◆ Task to carry out ◆
Rewrite the lines between the one holding "Each instance of the worker in" and the one holding "x=772 y=384", inclusive, changing "suit jacket" to "blazer" and leaving everything else as it is. Output only those lines.

** START OF Given information **

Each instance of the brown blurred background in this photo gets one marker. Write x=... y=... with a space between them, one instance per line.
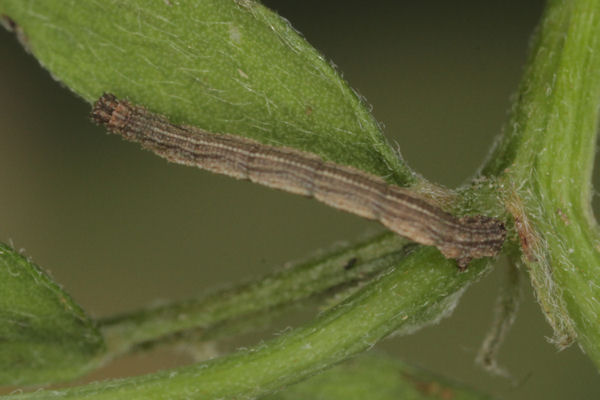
x=120 y=228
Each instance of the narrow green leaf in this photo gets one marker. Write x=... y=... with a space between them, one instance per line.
x=546 y=158
x=376 y=377
x=421 y=289
x=44 y=335
x=333 y=270
x=221 y=65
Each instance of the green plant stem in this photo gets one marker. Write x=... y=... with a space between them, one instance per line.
x=421 y=289
x=546 y=160
x=331 y=271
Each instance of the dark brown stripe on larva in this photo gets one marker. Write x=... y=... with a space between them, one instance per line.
x=288 y=169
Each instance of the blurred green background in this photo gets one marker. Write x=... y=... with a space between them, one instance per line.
x=120 y=228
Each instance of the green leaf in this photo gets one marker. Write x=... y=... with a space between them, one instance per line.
x=546 y=160
x=421 y=289
x=376 y=378
x=44 y=335
x=221 y=65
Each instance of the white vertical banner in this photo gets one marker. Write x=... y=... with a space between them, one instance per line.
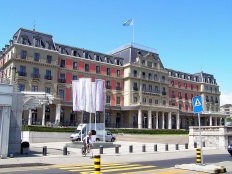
x=93 y=101
x=99 y=94
x=75 y=90
x=82 y=94
x=88 y=94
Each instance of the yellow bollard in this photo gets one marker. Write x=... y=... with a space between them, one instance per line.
x=198 y=155
x=97 y=164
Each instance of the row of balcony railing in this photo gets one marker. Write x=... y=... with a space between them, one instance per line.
x=41 y=60
x=148 y=78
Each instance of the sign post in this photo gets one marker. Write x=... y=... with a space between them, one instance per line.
x=197 y=108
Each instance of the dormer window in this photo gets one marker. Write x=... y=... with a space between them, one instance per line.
x=37 y=42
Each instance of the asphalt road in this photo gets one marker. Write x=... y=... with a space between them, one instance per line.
x=164 y=139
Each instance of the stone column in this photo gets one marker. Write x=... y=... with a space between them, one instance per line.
x=149 y=120
x=43 y=115
x=162 y=120
x=139 y=118
x=58 y=106
x=157 y=120
x=170 y=120
x=177 y=120
x=29 y=117
x=210 y=120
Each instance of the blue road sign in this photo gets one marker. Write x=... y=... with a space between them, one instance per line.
x=197 y=104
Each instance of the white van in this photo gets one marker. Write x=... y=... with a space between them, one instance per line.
x=108 y=136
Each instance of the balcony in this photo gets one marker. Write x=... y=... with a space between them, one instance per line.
x=22 y=73
x=118 y=88
x=135 y=88
x=62 y=80
x=48 y=77
x=108 y=87
x=35 y=76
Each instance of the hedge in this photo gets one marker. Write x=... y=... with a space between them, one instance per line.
x=115 y=131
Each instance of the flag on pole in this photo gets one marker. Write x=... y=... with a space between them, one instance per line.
x=128 y=23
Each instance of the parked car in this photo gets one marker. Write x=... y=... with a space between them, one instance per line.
x=230 y=149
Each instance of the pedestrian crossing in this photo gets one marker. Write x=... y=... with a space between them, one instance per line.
x=124 y=168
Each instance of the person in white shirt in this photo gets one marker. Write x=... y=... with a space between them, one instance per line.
x=88 y=140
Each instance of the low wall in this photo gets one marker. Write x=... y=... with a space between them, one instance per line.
x=45 y=137
x=213 y=136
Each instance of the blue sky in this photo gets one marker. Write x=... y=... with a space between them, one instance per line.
x=189 y=35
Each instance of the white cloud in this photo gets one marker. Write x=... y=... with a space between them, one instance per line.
x=226 y=98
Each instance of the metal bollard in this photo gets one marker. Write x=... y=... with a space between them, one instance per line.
x=97 y=164
x=198 y=155
x=186 y=145
x=166 y=147
x=116 y=149
x=195 y=144
x=101 y=149
x=155 y=147
x=144 y=148
x=131 y=148
x=203 y=144
x=177 y=146
x=65 y=151
x=44 y=150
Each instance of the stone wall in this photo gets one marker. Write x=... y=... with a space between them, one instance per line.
x=213 y=136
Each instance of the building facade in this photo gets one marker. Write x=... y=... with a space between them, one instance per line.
x=139 y=91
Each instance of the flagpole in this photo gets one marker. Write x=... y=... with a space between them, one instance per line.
x=133 y=31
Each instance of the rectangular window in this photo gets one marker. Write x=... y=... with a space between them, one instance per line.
x=98 y=70
x=49 y=59
x=21 y=87
x=87 y=67
x=36 y=57
x=75 y=65
x=23 y=54
x=37 y=42
x=35 y=73
x=34 y=88
x=74 y=77
x=108 y=71
x=97 y=58
x=47 y=90
x=118 y=100
x=108 y=99
x=61 y=94
x=24 y=41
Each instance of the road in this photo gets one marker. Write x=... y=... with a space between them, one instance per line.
x=143 y=163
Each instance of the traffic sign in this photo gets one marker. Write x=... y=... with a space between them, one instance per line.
x=197 y=104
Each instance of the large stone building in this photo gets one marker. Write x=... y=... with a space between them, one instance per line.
x=139 y=93
x=227 y=109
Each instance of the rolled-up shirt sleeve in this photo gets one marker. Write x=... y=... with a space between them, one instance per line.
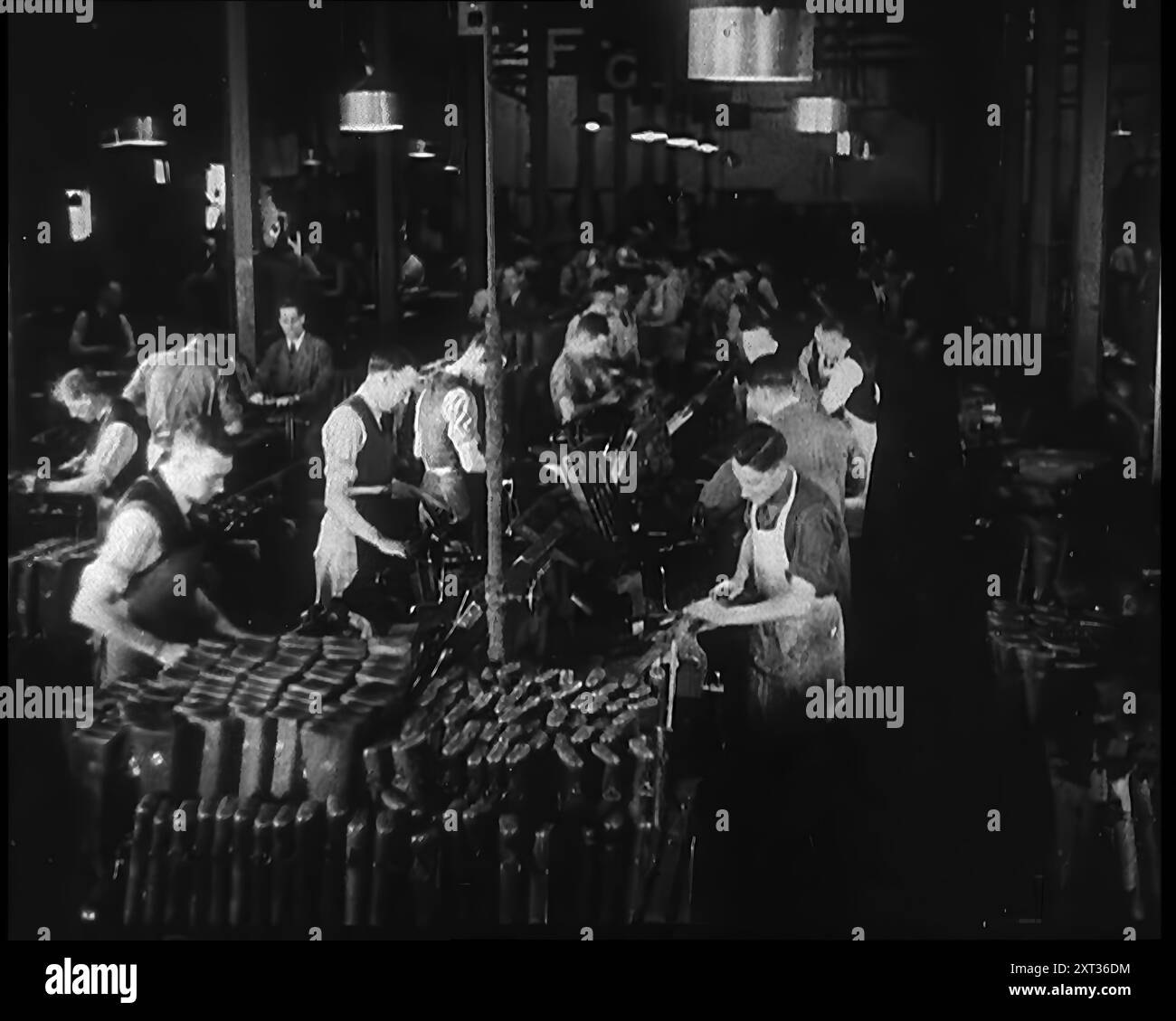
x=722 y=494
x=461 y=413
x=342 y=439
x=132 y=544
x=116 y=447
x=843 y=380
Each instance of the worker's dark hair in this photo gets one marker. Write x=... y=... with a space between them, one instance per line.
x=751 y=314
x=773 y=372
x=633 y=280
x=389 y=358
x=75 y=384
x=593 y=324
x=761 y=449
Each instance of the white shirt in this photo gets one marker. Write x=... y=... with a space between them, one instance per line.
x=336 y=556
x=460 y=411
x=133 y=544
x=846 y=376
x=117 y=445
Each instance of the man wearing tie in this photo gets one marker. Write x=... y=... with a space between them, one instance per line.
x=297 y=370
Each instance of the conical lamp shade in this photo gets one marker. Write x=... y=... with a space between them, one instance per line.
x=733 y=42
x=371 y=109
x=819 y=116
x=134 y=131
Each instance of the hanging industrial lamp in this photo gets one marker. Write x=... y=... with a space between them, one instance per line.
x=593 y=121
x=136 y=132
x=371 y=108
x=819 y=116
x=648 y=136
x=749 y=43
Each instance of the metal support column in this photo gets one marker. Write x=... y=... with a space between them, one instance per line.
x=1088 y=250
x=387 y=228
x=1012 y=149
x=1047 y=80
x=536 y=110
x=239 y=176
x=494 y=526
x=475 y=171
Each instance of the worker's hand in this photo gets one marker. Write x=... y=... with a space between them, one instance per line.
x=391 y=547
x=707 y=610
x=729 y=588
x=171 y=653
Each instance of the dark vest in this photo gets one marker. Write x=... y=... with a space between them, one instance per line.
x=810 y=496
x=156 y=600
x=376 y=466
x=105 y=331
x=124 y=413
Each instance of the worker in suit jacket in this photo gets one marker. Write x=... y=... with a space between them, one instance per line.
x=297 y=372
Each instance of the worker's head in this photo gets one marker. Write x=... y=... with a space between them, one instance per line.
x=603 y=292
x=830 y=339
x=474 y=364
x=109 y=298
x=292 y=317
x=760 y=461
x=745 y=314
x=512 y=280
x=392 y=378
x=198 y=462
x=79 y=392
x=589 y=339
x=626 y=288
x=772 y=384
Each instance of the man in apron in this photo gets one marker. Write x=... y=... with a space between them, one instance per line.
x=447 y=440
x=364 y=529
x=792 y=560
x=114 y=456
x=842 y=374
x=144 y=591
x=792 y=563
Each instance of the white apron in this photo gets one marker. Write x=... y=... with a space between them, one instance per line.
x=791 y=654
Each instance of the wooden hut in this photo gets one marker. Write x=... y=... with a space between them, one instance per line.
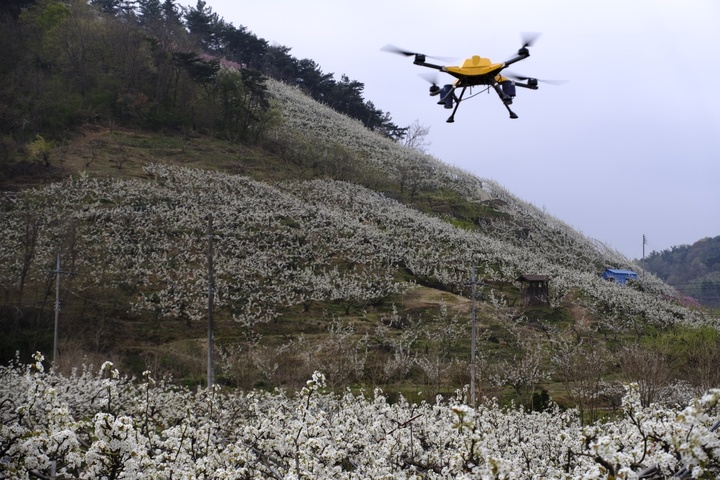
x=534 y=290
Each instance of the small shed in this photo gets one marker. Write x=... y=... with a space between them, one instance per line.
x=534 y=290
x=619 y=276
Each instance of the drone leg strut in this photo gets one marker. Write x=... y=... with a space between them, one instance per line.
x=451 y=118
x=504 y=98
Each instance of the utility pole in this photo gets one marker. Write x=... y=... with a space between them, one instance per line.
x=644 y=243
x=473 y=337
x=58 y=271
x=57 y=310
x=211 y=298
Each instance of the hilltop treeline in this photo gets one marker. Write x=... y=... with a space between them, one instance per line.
x=147 y=64
x=692 y=269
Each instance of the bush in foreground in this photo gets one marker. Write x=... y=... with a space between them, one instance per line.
x=102 y=425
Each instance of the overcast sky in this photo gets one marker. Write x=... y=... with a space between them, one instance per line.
x=629 y=146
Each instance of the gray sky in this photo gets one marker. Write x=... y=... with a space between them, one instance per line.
x=628 y=146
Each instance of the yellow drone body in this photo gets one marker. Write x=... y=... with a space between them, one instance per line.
x=474 y=66
x=475 y=71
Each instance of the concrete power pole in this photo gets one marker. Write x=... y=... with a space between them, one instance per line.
x=211 y=298
x=473 y=337
x=57 y=311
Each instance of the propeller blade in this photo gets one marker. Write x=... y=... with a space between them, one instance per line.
x=529 y=38
x=401 y=51
x=522 y=78
x=430 y=77
x=398 y=50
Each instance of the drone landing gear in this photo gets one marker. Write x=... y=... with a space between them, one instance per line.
x=506 y=99
x=451 y=118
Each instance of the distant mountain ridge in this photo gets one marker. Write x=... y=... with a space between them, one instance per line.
x=693 y=269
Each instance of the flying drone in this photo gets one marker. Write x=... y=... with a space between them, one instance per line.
x=476 y=71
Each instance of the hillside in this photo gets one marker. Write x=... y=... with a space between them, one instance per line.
x=332 y=246
x=693 y=269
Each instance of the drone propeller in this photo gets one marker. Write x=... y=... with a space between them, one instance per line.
x=523 y=78
x=529 y=38
x=407 y=53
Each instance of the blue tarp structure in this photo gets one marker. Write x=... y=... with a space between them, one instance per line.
x=619 y=276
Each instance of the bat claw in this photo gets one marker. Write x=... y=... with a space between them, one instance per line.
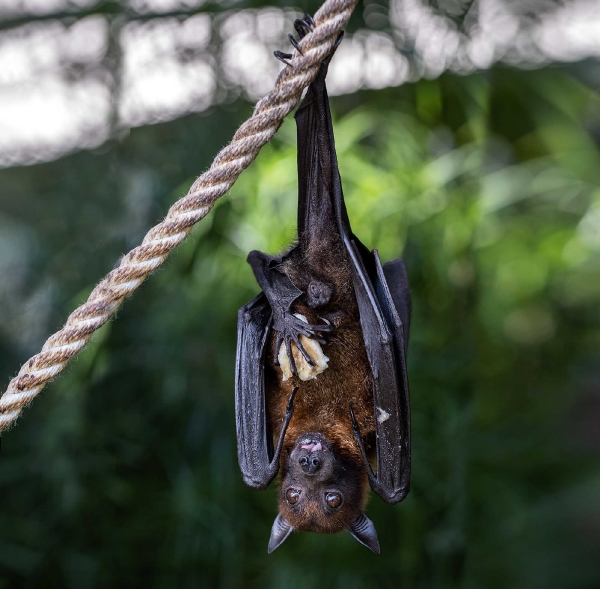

** END OF Given information **

◆ Exercise output ◆
Each instance of the worker in blazer in this photo gets one marker. Write x=... y=... with a space between them, one instance per line.
x=297 y=372
Each instance of the worker's head in this photo gets one marker. Write x=... y=... with a space between them, one instance per line.
x=603 y=292
x=830 y=339
x=474 y=364
x=109 y=298
x=292 y=317
x=760 y=461
x=745 y=314
x=512 y=280
x=392 y=378
x=198 y=462
x=79 y=392
x=589 y=339
x=626 y=288
x=772 y=384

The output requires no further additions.